> [What you will do] Update the records below by changing "perception module" to "vision system", leaving every other word as it is.

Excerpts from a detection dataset
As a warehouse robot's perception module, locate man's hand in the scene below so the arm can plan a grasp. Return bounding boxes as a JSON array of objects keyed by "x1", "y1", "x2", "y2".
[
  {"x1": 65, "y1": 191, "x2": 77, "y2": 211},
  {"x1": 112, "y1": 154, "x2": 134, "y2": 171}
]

> [Response to the task]
As a warehouse robot's vision system, locate man's hand in the scene below so the arm can plan a grasp. Return bounding boxes as a JSON array of objects keyed by "x1", "y1", "x2", "y2".
[
  {"x1": 65, "y1": 191, "x2": 77, "y2": 211},
  {"x1": 112, "y1": 154, "x2": 134, "y2": 171}
]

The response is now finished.